- [Given text]
+ + + + + + +

Advanced cloth face mask research through material and design studies

Advanced cloth face mask research through material and design studies

This project evaluated how different cloth mask materials and designs perform after repeated cleaning, with the goal of balancing filtration effectiveness and wearer comfort. Results showed that most fabrics retained – or even improved – filtration efficiency after 40 decontamination cycles, but often became less breathable due to shrinkage, fiber damage, and detergent buildup. 

The study also introduced a new method for assessing mask fit during movement using 3D head scans, enabling more accurate evaluation of leakage and comfort.

These findings provide evidence-based guidance for designing reusable, high-performing cloth masks, and the fit-assessment method offers a scalable tool for improving not only masks but also broader wearable headgear.

1. Our decontamination work found that while most fabrics maintained or improved their filtration efficiency after 40 decontamination cycles, the air permeability of many fabrics decreased due to detergent buildup, fiber breakage, and fabric shrinkage. Tightly woven cotton fabrics had unacceptably low air permeability and filtration efficiency. Knit and nonwoven structures had the best balance of properties; although we do not recommend these fabrics as single-layer masks, they have potential use in multilayer masks.

+ + + + + + +

- [Source data]
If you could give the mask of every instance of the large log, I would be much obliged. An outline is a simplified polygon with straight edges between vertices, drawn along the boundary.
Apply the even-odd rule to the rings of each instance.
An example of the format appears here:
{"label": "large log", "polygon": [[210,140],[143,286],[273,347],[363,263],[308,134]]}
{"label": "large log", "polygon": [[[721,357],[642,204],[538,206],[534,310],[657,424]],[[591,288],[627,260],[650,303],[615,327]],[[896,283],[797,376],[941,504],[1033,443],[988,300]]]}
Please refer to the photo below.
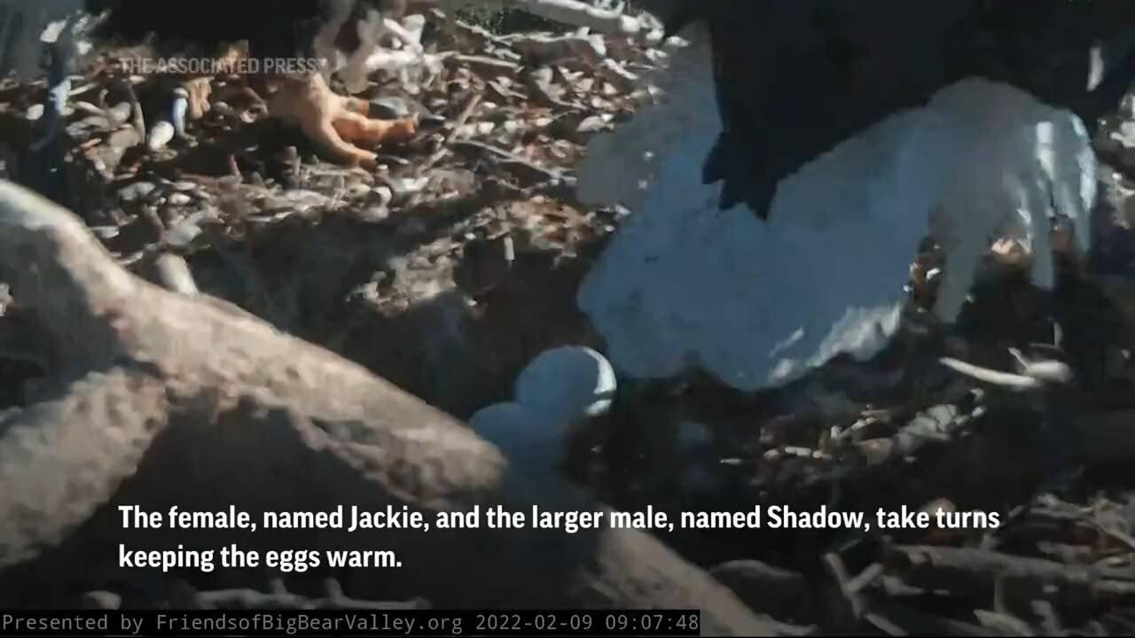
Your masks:
{"label": "large log", "polygon": [[[354,596],[687,607],[703,611],[711,633],[777,630],[640,531],[124,530],[120,504],[160,512],[236,505],[254,519],[266,510],[406,505],[427,520],[497,503],[603,506],[550,471],[519,476],[464,423],[362,367],[220,300],[131,275],[74,215],[6,182],[0,278],[54,337],[48,363],[72,380],[50,401],[0,415],[0,606],[62,604],[72,591],[165,578],[119,568],[118,544],[235,543],[261,552],[395,552],[404,566],[334,574]],[[247,584],[274,574],[212,576]]]}

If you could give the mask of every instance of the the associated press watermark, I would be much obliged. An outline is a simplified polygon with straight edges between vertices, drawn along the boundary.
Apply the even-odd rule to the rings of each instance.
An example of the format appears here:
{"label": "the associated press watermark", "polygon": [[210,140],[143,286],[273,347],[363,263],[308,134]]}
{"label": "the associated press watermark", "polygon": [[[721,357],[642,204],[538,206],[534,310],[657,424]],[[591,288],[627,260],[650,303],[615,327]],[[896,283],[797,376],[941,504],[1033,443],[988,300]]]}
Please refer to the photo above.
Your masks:
{"label": "the associated press watermark", "polygon": [[319,58],[124,58],[131,75],[161,73],[186,75],[310,74],[322,68]]}

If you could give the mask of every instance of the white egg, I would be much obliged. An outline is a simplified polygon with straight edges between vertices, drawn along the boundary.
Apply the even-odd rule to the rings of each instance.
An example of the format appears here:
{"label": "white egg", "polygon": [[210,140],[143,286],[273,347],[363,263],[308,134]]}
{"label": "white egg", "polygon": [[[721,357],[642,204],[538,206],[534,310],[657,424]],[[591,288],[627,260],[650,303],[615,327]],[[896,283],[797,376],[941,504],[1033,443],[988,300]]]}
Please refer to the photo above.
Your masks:
{"label": "white egg", "polygon": [[540,353],[516,378],[515,401],[554,422],[596,417],[611,408],[615,370],[598,352],[564,346]]}

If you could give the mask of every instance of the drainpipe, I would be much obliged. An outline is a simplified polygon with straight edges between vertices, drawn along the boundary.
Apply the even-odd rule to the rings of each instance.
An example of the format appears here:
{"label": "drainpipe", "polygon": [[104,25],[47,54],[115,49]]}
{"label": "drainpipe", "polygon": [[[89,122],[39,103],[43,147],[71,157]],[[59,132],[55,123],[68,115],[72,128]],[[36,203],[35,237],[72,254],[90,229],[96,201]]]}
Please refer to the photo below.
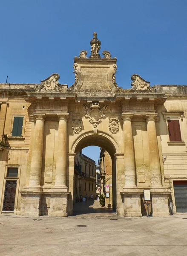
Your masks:
{"label": "drainpipe", "polygon": [[165,180],[169,180],[169,182],[170,183],[170,190],[171,191],[171,202],[170,203],[172,203],[172,206],[171,207],[171,205],[170,205],[170,209],[171,210],[171,215],[173,215],[173,200],[172,200],[172,196],[171,195],[171,183],[170,183],[170,180],[169,179],[168,179],[167,178],[165,178]]}

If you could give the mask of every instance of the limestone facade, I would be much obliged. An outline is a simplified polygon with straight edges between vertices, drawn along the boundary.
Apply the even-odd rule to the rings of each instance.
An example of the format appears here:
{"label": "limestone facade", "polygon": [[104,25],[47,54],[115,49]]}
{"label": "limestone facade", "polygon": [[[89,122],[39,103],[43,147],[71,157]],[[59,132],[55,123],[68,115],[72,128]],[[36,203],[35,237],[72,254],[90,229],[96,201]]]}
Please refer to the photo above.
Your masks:
{"label": "limestone facade", "polygon": [[0,84],[2,213],[72,215],[75,158],[89,145],[111,157],[118,215],[141,216],[144,189],[152,216],[170,214],[171,201],[177,212],[173,185],[187,180],[187,86],[151,87],[134,74],[123,89],[116,58],[104,51],[101,58],[101,44],[95,34],[90,57],[75,58],[70,87],[56,73],[38,84]]}

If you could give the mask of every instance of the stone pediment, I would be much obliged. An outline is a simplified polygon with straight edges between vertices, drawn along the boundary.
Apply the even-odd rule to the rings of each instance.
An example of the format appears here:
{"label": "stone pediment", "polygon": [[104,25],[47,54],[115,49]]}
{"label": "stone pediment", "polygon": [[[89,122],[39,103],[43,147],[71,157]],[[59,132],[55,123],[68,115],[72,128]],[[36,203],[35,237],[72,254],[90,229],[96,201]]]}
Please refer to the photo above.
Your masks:
{"label": "stone pediment", "polygon": [[91,55],[89,58],[86,56],[86,50],[81,51],[79,57],[75,57],[75,81],[68,90],[75,92],[78,90],[115,92],[121,89],[115,81],[116,58],[112,58],[108,51],[104,51],[104,57],[101,58],[98,54],[101,44],[95,32],[94,38],[90,42]]}

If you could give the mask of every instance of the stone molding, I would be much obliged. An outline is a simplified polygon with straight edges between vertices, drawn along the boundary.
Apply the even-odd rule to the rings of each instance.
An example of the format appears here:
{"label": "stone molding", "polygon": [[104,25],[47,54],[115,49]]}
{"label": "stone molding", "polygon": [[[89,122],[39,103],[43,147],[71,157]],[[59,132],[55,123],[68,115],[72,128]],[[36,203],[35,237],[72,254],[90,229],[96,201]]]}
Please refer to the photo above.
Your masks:
{"label": "stone molding", "polygon": [[33,115],[35,116],[35,119],[45,119],[46,117],[46,113],[33,113]]}
{"label": "stone molding", "polygon": [[147,122],[148,122],[149,121],[154,121],[155,122],[156,119],[158,117],[158,114],[153,114],[153,113],[148,113],[145,114],[145,117],[146,118]]}
{"label": "stone molding", "polygon": [[59,120],[60,119],[68,120],[69,118],[69,113],[58,113],[57,116]]}
{"label": "stone molding", "polygon": [[131,122],[132,119],[134,116],[134,114],[132,113],[122,113],[121,117],[123,120],[128,120]]}

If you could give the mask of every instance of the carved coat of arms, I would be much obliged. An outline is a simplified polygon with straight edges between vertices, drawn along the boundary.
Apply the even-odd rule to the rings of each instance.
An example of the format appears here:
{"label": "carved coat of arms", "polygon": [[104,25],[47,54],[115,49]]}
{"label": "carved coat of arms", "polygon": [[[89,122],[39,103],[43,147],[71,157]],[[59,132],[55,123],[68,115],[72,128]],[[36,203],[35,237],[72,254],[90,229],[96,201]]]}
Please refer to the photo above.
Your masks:
{"label": "carved coat of arms", "polygon": [[116,134],[119,131],[119,122],[118,117],[109,118],[109,130],[112,134]]}
{"label": "carved coat of arms", "polygon": [[72,121],[72,129],[74,133],[79,134],[82,131],[83,122],[82,118],[77,116],[73,116]]}
{"label": "carved coat of arms", "polygon": [[104,111],[106,109],[107,106],[105,105],[101,109],[101,105],[98,103],[95,102],[90,104],[90,108],[86,105],[83,105],[83,108],[86,111],[86,118],[89,119],[89,122],[93,125],[94,128],[97,128],[98,125],[101,122],[102,119],[105,118]]}

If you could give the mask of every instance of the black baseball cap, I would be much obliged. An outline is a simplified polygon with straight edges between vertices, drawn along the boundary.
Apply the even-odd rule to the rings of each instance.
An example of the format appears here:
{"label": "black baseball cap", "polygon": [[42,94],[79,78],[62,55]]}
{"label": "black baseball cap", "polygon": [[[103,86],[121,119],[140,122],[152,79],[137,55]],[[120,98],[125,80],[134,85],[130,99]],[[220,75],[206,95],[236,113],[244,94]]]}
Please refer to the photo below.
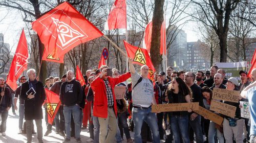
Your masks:
{"label": "black baseball cap", "polygon": [[163,71],[161,71],[159,73],[159,74],[158,74],[159,76],[161,75],[161,76],[163,76],[163,75],[165,75],[165,73],[164,73],[164,72]]}
{"label": "black baseball cap", "polygon": [[240,70],[240,72],[239,72],[239,75],[241,75],[242,73],[244,73],[245,74],[245,75],[247,75],[247,72],[245,71],[245,70]]}

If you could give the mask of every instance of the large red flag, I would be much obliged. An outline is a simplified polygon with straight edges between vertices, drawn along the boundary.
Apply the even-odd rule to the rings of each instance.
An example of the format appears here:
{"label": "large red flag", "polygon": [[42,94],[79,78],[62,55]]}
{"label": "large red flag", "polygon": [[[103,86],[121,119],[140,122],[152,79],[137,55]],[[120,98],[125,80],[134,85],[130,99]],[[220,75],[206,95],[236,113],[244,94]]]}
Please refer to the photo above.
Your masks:
{"label": "large red flag", "polygon": [[79,81],[81,86],[83,86],[86,84],[86,81],[84,79],[82,76],[82,73],[81,73],[81,70],[78,65],[76,65],[76,80]]}
{"label": "large red flag", "polygon": [[99,62],[99,65],[98,65],[98,69],[99,69],[101,65],[106,65],[106,63],[105,62],[105,60],[104,59],[104,57],[103,57],[103,55],[101,54],[101,57],[100,57],[100,60]]}
{"label": "large red flag", "polygon": [[47,114],[48,123],[52,125],[54,117],[60,105],[59,96],[53,91],[45,88],[46,94],[46,103],[47,104]]}
{"label": "large red flag", "polygon": [[[150,49],[151,46],[151,38],[152,35],[152,21],[150,21],[145,29],[144,32],[144,39],[143,41],[143,46],[144,49],[147,50],[147,52],[150,53]],[[166,53],[166,29],[165,29],[165,22],[164,20],[162,23],[161,27],[161,37],[160,37],[160,53],[161,55],[163,55],[163,51],[164,49],[165,54]]]}
{"label": "large red flag", "polygon": [[156,70],[151,61],[147,51],[145,49],[133,46],[124,40],[123,40],[123,43],[126,50],[127,55],[129,57],[133,59],[133,63],[140,65],[146,65],[148,66],[148,79],[154,82],[154,74]]}
{"label": "large red flag", "polygon": [[125,0],[116,0],[110,9],[105,24],[105,30],[126,28],[126,4]]}
{"label": "large red flag", "polygon": [[6,80],[6,83],[13,90],[17,88],[17,80],[22,72],[27,69],[28,56],[28,44],[23,30]]}
{"label": "large red flag", "polygon": [[44,51],[44,54],[42,54],[42,60],[47,61],[57,62],[57,63],[64,63],[64,57],[65,55],[60,56],[59,57],[54,58],[52,55],[46,51],[46,49],[45,49]]}
{"label": "large red flag", "polygon": [[57,59],[77,45],[103,35],[70,4],[64,2],[32,22],[47,57]]}

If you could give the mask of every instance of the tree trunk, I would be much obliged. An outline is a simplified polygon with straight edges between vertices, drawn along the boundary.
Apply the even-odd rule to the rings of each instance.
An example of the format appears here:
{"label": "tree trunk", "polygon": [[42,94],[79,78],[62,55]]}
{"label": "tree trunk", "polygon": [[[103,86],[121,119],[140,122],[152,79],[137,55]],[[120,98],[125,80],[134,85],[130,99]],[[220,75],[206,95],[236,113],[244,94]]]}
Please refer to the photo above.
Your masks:
{"label": "tree trunk", "polygon": [[151,38],[151,57],[152,63],[157,70],[162,61],[160,54],[160,31],[163,21],[163,5],[164,0],[155,0],[155,8],[152,19],[152,34]]}

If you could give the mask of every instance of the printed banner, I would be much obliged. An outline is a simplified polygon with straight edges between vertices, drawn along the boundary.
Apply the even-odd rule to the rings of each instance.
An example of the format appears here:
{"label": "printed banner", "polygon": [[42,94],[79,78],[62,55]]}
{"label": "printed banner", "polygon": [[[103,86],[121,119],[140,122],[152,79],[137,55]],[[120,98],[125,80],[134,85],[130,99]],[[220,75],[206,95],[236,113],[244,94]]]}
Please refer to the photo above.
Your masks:
{"label": "printed banner", "polygon": [[169,111],[184,111],[191,109],[193,111],[198,110],[199,102],[172,103],[152,105],[152,112],[162,112]]}
{"label": "printed banner", "polygon": [[249,102],[246,101],[240,101],[240,105],[243,107],[241,108],[241,116],[242,117],[250,118],[250,108]]}

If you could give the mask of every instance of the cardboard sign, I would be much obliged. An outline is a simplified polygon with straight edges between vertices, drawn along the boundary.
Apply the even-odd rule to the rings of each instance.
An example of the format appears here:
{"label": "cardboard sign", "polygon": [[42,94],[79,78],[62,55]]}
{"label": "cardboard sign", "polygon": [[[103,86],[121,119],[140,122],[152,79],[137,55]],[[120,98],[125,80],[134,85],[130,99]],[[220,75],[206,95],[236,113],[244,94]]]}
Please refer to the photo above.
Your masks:
{"label": "cardboard sign", "polygon": [[200,106],[199,106],[199,110],[195,111],[195,112],[219,125],[221,125],[223,121],[223,117]]}
{"label": "cardboard sign", "polygon": [[214,88],[212,91],[212,99],[238,103],[240,92],[225,89]]}
{"label": "cardboard sign", "polygon": [[126,87],[124,86],[116,86],[114,89],[116,99],[122,99],[124,98]]}
{"label": "cardboard sign", "polygon": [[240,101],[240,105],[243,107],[240,108],[241,116],[242,117],[250,118],[250,108],[249,102],[246,101]]}
{"label": "cardboard sign", "polygon": [[152,112],[169,111],[184,111],[190,109],[193,111],[198,110],[199,102],[172,103],[152,105]]}
{"label": "cardboard sign", "polygon": [[236,109],[237,107],[218,102],[215,100],[211,100],[210,110],[212,110],[231,117],[234,117]]}

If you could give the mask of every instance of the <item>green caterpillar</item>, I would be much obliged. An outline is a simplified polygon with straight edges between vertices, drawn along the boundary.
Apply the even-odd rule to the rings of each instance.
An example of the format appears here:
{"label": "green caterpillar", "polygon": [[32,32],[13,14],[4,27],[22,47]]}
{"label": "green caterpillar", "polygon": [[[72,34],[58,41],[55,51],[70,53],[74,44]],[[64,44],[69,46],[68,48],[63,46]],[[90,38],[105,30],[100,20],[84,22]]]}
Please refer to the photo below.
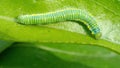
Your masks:
{"label": "green caterpillar", "polygon": [[87,12],[80,9],[65,9],[55,12],[21,15],[16,18],[16,22],[21,24],[50,24],[62,21],[82,21],[92,32],[96,39],[101,37],[100,28],[94,18]]}

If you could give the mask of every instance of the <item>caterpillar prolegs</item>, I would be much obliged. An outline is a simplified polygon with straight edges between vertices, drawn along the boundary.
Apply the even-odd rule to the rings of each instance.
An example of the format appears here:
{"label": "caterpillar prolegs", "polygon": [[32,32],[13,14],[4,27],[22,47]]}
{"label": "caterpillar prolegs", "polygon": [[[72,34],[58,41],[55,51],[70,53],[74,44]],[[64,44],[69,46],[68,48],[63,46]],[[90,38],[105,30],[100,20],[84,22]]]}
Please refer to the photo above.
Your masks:
{"label": "caterpillar prolegs", "polygon": [[92,32],[96,39],[101,37],[100,28],[95,19],[85,11],[80,9],[65,9],[55,12],[21,15],[16,18],[16,22],[21,24],[50,24],[62,21],[82,21]]}

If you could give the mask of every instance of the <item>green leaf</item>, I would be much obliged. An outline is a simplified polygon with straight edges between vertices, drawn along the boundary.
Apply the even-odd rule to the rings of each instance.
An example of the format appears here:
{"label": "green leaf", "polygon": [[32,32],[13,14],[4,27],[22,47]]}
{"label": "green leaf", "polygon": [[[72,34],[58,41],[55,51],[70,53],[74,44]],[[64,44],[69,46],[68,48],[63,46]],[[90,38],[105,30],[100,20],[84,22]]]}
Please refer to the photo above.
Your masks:
{"label": "green leaf", "polygon": [[119,60],[119,54],[103,47],[78,44],[17,43],[0,55],[0,67],[119,68]]}
{"label": "green leaf", "polygon": [[[104,1],[104,0],[103,0]],[[27,2],[27,3],[26,3]],[[107,2],[107,1],[104,1]],[[0,3],[4,7],[0,10],[0,33],[4,40],[17,42],[55,42],[55,43],[82,43],[104,46],[120,53],[120,23],[119,1],[111,1],[104,4],[102,1],[9,1],[2,0]],[[114,6],[111,4],[115,4]],[[10,5],[10,6],[8,6]],[[30,6],[29,6],[30,5]],[[57,6],[59,5],[59,6]],[[90,34],[85,33],[81,25],[75,22],[65,22],[48,26],[21,25],[14,21],[14,18],[21,14],[35,14],[50,12],[65,8],[79,8],[91,13],[97,20],[102,32],[101,40],[95,40]],[[117,9],[116,9],[116,8]],[[16,10],[15,10],[16,9]],[[94,9],[94,10],[92,10]],[[6,12],[4,12],[7,10]],[[69,26],[69,27],[67,27]],[[77,26],[77,27],[76,27]],[[54,27],[54,28],[51,28]],[[56,28],[58,27],[58,28]],[[63,28],[64,27],[64,28]],[[74,28],[73,28],[74,27]],[[83,26],[84,27],[84,26]],[[63,29],[63,30],[61,30]],[[68,31],[66,31],[68,30]],[[82,32],[83,31],[83,32]],[[83,35],[84,34],[84,35]],[[63,38],[64,37],[64,38]],[[87,40],[87,41],[86,41]],[[107,41],[105,41],[107,40]],[[113,43],[111,43],[111,42]]]}
{"label": "green leaf", "polygon": [[12,45],[13,42],[11,41],[1,41],[0,40],[0,53],[4,51],[6,48],[8,48],[10,45]]}
{"label": "green leaf", "polygon": [[[1,0],[0,5],[0,39],[35,43],[16,44],[4,51],[0,54],[1,68],[119,68],[119,0]],[[102,38],[95,40],[85,25],[76,22],[21,25],[14,21],[19,15],[66,8],[92,14]]]}

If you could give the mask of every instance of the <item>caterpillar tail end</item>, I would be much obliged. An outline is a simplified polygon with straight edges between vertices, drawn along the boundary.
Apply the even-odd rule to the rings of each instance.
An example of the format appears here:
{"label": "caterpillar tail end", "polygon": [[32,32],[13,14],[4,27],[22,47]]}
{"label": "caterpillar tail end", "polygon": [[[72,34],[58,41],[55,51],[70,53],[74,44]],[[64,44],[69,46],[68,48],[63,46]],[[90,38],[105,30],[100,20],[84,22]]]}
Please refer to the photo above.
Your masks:
{"label": "caterpillar tail end", "polygon": [[97,40],[100,39],[101,36],[102,36],[101,33],[97,33],[97,34],[94,35],[95,39],[97,39]]}

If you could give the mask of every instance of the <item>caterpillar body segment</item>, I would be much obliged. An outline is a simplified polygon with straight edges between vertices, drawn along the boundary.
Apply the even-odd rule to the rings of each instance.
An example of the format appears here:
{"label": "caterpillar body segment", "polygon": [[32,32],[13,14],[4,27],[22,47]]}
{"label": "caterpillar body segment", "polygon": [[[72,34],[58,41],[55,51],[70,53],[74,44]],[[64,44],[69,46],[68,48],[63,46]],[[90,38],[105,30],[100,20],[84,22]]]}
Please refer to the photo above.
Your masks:
{"label": "caterpillar body segment", "polygon": [[55,12],[21,15],[18,16],[16,22],[21,24],[52,24],[69,20],[84,21],[96,39],[101,37],[100,28],[95,19],[87,12],[80,9],[66,9]]}

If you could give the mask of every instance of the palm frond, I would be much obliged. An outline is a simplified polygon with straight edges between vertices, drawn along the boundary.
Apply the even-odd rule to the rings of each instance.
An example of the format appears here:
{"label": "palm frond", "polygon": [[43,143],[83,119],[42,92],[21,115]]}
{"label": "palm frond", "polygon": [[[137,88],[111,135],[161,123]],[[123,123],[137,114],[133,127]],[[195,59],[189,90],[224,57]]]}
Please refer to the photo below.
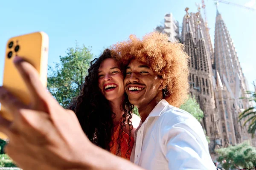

+ + + + + + +

- [Exercises]
• A. According to the cloth face mask research summary, why did many fabrics become less breathable after repeated decontamination?
• B. Check each statement against the cloth face mask research summary. Answer yes or no for each and quote the words that decide it.
(i) Most fabrics lost filtration efficiency after 40 decontamination cycles.
(ii) Tightly woven cotton fabrics had unacceptably low air permeability.
(iii) Knit and nonwoven fabrics are recommended for single-layer masks.
• C. Write what comes next in the cloth face mask research summary, picking up after its final sentence.

- [Answers to each task]
• A. Their air permeability dropped because of detergent buildup, fiber breakage, and fabric shrinkage over the 40 decontamination cycles.

• B.
(i) No: "most fabrics maintained or improved their filtration efficiency after 40 decontamination cycles"
(ii) Yes: "Tightly woven cotton fabrics had unacceptably low air permeability and filtration efficiency"
(iii) No: "we do not recommend these fabrics as single-layer masks"

• C.
2. We developed a new methodology to assess the dynamic fit of face masks, a methodology that can be implemented within an iterative design process to enable new face mask prototypes that optimize comfort, fit, and filtration performance, with possibilities as smart wearable devices. 

While public interest in and need for face masks has thankfully waned for the time being, our work will provide scientifically validated information when the need arises again. Further, the design results we generated can be generalized beyond cloth face masks to other face masks and headgear (medical and non-medical).